** start Given text **

Reputation: 91
First of all I understand both JS escape()
and unescape()
are deprecated. Basically we have an ancient system which JS escape()
the data before storing in DB, every time we need to unescape()
the data on client side before we can display the actual data (I know it's stupid but it was done years ago to support Unicode characters on non-unicode compliant DB).
Is there any existing PHP implementation which simulate the JavaScript escape()
and unescape()
function?
Upvotes: 1
Views: 842
Reputation: 91
After some searching I was able to put together the two PHP functions which does what I want. The codes are not pretty but works 100% on the data we have so far so thought I would share them here.

** end Given text **
** start Data for this task **

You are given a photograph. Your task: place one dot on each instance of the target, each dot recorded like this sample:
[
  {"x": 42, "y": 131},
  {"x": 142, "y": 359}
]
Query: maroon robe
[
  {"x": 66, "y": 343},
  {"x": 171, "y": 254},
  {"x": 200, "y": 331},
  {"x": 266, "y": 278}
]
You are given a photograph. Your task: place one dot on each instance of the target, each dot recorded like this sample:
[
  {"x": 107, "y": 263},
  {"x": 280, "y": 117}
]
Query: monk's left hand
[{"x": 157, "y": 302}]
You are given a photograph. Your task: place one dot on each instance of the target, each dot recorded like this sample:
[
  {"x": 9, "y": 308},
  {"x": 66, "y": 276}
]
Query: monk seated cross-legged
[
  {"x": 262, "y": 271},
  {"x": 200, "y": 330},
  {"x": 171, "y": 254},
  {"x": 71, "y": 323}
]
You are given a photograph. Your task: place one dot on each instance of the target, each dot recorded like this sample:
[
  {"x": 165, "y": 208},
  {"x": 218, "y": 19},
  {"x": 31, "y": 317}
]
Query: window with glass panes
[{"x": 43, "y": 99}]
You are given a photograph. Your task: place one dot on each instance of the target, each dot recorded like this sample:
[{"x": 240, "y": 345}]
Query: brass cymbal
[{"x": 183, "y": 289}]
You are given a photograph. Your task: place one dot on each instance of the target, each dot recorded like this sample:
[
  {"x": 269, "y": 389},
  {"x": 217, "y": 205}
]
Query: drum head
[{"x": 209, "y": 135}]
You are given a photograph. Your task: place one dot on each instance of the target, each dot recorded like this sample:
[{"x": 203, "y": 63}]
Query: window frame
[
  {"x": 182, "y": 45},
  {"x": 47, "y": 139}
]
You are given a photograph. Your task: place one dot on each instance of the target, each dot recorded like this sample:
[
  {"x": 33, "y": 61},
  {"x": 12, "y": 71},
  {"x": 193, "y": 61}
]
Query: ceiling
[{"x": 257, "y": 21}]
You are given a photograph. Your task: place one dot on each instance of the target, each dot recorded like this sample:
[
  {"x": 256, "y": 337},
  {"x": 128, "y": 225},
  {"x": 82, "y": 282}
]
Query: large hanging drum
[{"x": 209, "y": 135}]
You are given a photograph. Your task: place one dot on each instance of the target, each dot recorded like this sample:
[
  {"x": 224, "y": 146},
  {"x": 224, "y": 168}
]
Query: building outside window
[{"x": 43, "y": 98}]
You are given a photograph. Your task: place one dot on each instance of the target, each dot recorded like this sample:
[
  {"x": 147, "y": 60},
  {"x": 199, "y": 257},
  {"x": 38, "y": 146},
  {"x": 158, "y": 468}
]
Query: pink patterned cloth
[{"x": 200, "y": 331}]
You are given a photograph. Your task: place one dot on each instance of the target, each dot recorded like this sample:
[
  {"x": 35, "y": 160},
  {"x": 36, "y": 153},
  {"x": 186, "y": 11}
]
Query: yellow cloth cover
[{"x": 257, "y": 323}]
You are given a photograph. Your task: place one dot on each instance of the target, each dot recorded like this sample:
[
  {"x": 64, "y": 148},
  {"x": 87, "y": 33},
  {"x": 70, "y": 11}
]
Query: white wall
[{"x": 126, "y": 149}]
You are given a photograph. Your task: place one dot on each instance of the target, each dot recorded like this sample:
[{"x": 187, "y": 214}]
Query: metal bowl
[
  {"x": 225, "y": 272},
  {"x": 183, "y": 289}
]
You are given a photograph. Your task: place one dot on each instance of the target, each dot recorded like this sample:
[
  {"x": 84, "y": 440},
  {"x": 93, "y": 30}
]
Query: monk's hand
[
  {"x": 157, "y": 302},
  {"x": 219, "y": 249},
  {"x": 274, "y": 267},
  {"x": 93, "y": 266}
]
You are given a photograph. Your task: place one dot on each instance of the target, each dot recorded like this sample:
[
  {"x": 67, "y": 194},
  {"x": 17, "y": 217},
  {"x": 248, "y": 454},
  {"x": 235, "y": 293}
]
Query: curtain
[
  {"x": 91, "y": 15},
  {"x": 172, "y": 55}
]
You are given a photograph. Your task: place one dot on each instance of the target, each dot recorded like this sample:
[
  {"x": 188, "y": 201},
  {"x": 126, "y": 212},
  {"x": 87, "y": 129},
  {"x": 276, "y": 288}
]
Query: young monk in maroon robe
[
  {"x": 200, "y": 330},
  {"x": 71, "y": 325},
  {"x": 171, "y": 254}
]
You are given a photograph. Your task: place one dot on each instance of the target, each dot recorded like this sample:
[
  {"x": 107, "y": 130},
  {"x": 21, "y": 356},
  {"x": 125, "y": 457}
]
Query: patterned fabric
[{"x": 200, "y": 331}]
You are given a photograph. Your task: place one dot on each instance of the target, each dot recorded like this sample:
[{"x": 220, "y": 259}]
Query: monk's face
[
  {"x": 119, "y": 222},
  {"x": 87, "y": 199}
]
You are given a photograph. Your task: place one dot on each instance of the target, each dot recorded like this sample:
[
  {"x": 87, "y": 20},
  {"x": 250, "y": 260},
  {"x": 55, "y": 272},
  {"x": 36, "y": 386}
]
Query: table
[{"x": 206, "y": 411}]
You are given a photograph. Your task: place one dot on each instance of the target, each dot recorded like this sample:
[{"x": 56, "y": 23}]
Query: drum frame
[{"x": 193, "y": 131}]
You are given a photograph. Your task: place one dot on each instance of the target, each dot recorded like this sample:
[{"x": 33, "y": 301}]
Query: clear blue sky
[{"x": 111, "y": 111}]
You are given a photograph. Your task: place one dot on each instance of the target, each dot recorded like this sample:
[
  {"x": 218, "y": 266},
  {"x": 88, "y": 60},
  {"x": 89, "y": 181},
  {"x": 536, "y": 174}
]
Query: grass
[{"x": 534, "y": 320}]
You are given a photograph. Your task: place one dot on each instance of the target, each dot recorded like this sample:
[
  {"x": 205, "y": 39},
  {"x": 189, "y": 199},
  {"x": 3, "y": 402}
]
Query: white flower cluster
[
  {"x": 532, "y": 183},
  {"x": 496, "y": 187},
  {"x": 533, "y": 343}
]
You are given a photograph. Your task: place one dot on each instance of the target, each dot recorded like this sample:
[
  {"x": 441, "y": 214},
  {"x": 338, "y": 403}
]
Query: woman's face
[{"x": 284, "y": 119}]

** end Data for this task **

_Exercise instructions:_
1. Condense the paragraph of the forum thread that begins "After some searching" into a shorter version that keeps its main facts.
2. Locate each line in the records containing the word "window" and copy those lines out; case counts.

_Answers to each task:_
1. After some searching, the poster assembled two PHP functions that do the job. The code isn't pretty, but it has worked fully on all data so far, so the poster is sharing it.

2.
Query: window with glass panes
Query: window frame
Query: building outside window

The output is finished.